### WRITTEN TASK 1
Count how many lines in the rows below contain the string "vanity", and give only that number.

### PROVIDED PASSAGE
###
Supersure super pouch. When you insert the ammo it cradles it perfectly, no adjusting. Also Rayshot will help you decide according to the size ammo. We not only have the best shooters in the forum, we have the absolute best vendors.


----------



## Imperial (Feb 9, 2011)

Reznik Krkovicka said:


> I don't cut them, I buy them on simple-shot.com. So, the only mistake I made is that I buy this poor stuff.
> 
> i love roo for the pouches, all the ones ive made are still kicking, for almost 3 years now, i think. on my first two i made the same mistake as you did, i cut it wrong, with the grain. before you cut roo, pull on it and youll notice that it wont stretch much in a certain direction. you can also glue it to another hide to make it more stable, like rays roo pouches (am i correct on this?).
> 
> ...


how strong of a bandset/tubeset did you have that pouch on ?


----------



## erlkonig (Mar 31, 2011)

Top notch - Supersure

These are good too- Flatband's cupped, Jim's leather (best for 3/8),Simpleshot's leather and kangroo


----------



## Bajaja (May 13, 2011)

Imperial said:


> Reznik Krkovicka said:
> 
> 
> > I don't cut them, I buy them on simple-shot.com. So, the only mistake I made is that I buy this poor stuff.
> ...


I use linatex tapered 12-8 mm wide, 26cm long. Not so strong, fine for 9 mm steel.


----------
###
Dataset rows showing where objects appear

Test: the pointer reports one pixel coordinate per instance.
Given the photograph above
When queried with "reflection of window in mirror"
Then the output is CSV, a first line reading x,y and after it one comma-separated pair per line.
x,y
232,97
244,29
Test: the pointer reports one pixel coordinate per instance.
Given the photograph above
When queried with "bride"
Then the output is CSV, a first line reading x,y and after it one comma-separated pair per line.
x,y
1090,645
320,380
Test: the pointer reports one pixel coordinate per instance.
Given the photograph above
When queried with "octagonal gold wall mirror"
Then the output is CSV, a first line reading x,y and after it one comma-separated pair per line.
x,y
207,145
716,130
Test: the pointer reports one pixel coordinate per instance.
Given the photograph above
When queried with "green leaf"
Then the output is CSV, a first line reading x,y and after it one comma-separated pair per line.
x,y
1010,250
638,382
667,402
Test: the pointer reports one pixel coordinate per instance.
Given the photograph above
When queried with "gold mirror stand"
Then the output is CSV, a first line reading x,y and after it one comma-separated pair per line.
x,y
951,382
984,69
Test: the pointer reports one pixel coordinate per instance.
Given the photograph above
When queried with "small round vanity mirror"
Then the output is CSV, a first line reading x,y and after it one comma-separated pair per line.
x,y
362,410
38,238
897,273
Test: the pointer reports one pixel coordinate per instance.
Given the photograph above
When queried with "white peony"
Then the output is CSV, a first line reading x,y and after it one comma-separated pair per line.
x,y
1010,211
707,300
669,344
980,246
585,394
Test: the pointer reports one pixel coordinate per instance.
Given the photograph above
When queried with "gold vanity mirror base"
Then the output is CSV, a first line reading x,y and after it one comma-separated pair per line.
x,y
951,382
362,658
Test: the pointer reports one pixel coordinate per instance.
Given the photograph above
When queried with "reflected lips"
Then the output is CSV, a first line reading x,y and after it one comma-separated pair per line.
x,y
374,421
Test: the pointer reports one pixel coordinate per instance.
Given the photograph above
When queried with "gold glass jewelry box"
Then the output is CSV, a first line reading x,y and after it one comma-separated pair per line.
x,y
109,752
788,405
###
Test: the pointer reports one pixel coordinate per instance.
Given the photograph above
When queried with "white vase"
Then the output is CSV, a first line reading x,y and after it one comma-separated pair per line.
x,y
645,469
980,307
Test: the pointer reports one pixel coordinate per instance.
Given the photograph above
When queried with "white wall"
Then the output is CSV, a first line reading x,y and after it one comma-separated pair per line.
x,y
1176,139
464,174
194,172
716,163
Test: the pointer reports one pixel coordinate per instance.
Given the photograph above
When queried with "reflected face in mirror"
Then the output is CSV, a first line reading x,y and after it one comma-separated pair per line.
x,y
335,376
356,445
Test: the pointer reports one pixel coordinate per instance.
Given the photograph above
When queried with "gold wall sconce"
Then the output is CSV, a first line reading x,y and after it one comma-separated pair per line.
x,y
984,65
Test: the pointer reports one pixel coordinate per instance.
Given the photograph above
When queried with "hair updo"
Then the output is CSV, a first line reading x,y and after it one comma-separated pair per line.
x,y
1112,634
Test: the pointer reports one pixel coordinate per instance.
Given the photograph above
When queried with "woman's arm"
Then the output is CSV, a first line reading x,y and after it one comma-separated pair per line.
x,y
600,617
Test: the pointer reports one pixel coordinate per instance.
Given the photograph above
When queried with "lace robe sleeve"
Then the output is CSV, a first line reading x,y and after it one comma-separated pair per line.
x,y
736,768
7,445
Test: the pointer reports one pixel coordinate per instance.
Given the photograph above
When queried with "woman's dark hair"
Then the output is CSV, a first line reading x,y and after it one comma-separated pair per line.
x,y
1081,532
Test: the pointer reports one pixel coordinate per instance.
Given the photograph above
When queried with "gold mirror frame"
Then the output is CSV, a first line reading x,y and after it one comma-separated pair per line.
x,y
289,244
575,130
###
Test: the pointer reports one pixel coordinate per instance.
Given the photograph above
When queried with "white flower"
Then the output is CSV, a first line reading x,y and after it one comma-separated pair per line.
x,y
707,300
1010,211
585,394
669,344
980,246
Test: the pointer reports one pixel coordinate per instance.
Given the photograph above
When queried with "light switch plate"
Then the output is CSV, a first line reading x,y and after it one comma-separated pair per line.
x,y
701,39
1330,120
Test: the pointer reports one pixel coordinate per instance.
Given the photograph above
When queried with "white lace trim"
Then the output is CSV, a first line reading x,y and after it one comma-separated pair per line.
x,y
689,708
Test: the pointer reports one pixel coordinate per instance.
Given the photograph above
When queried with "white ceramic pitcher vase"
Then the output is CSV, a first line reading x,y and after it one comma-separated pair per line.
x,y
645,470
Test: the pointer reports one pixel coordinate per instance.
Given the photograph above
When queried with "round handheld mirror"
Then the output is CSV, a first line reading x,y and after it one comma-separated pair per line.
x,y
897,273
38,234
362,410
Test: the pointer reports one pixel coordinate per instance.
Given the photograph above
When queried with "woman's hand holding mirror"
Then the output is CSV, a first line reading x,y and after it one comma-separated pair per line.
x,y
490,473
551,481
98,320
###
### WRITTEN TASK 2
Please copy the slingshot pouch thread above from "Supersure super pouch." up to and including "absolute best vendors.".

### WORKED ANSWER 1
2

### WORKED ANSWER 2
Supersure super pouch. When you insert the ammo it cradles it perfectly, no adjusting. Also Rayshot will help you decide according to the size ammo. We not only have the best shooters in the forum, we have the absolute best vendors.